This article needs additional citations for verification .(August 2014) |
1919 Polish coup d'etat attempt | |||||||
---|---|---|---|---|---|---|---|
| |||||||
Belligerents | |||||||
National Democracy | ![]() | ||||||
Commanders and leaders | |||||||
Marian Januszajtis-Żegota Eustachy Sapieha Jerzy Zdziechowski Tadeusz Mścisław Dymowski | Józef Piłsudski Jędrzej Moraczewski |
The Januszajtis putsch of early January 1919 was an unsuccessful coup d'etat in Poland. On 4–5 January 1919, right-wing National Democrats attempted to overthrow the government of Jędrzej Moraczewski and Józef Piłsudski. The coup's leaders included Marian Januszajtis-Żegota and Prince Eustachy Sapieha.
The coup forces succeeded in arresting Moraczewski's government but not Piłsudski. Some military units refused to follow confusing or surprising orders, and eventually the coup ended in some arrests and in a return to the status quo ante. There were no fatalities or significant injuries. In mid-January, right-wing activists were admitted to membership in a coalition government.

_What to work on_
a) Answer these questions about the article on the 1919 Polish coup attempt, one answer per line, marked the same way:
(i) On what dates did the National Democrats attempt the coup?
(ii) Which leader did the coup forces fail to arrest?
(iii) What happened to right-wing activists in mid-January?
b) Duplicate the passage of the article on the 1919 Polish coup attempt starting with "This article needs" and going on through "Prince Eustachy Sapieha.".
The records below come from a different source than the article.

_Raw data_
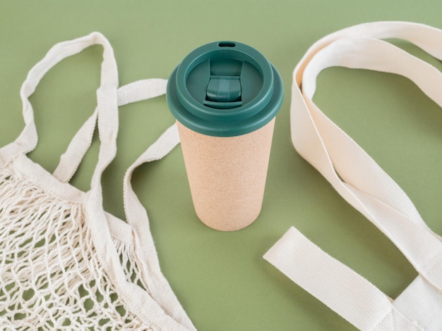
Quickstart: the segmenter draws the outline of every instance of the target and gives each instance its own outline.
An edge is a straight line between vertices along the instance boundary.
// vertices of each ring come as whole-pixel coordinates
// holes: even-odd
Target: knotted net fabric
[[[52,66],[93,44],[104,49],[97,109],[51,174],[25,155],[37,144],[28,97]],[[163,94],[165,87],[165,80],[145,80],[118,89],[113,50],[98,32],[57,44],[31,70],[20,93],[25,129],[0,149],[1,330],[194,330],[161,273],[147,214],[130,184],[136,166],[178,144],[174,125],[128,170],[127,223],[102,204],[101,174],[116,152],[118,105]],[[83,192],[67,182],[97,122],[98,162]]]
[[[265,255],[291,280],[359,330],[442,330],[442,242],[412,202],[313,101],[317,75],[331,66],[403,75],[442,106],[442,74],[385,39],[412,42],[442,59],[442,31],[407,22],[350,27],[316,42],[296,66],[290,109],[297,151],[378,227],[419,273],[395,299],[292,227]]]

==

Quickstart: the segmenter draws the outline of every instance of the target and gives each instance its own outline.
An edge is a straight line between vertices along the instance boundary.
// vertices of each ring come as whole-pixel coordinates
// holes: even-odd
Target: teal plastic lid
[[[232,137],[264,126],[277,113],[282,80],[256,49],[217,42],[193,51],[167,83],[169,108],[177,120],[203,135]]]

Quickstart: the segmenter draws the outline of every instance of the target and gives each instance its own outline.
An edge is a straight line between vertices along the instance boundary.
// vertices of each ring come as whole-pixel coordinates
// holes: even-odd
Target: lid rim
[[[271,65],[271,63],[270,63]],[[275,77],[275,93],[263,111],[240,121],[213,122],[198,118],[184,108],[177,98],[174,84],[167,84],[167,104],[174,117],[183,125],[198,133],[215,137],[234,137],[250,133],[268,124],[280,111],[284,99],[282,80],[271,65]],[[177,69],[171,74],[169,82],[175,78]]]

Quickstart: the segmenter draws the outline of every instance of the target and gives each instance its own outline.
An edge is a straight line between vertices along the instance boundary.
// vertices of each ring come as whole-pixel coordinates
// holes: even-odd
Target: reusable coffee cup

_Per-task outputs_
a)
(i) 4–5 January 1919
(ii) Józef Piłsudski
(iii) They were admitted to membership in a coalition government.

b)
This article needs additional citations for verification .(August 2014) |
1919 Polish coup d'etat attempt | |||||||
---|---|---|---|---|---|---|---|
| |||||||
Belligerents | |||||||
National Democracy | ![]() | ||||||
Commanders and leaders | |||||||
Marian Januszajtis-Żegota Eustachy Sapieha Jerzy Zdziechowski Tadeusz Mścisław Dymowski | Józef Piłsudski Jędrzej Moraczewski |
The Januszajtis putsch of early January 1919 was an unsuccessful coup d'etat in Poland. On 4–5 January 1919, right-wing National Democrats attempted to overthrow the government of Jędrzej Moraczewski and Józef Piłsudski. The coup's leaders included Marian Januszajtis-Żegota and Prince Eustachy Sapieha.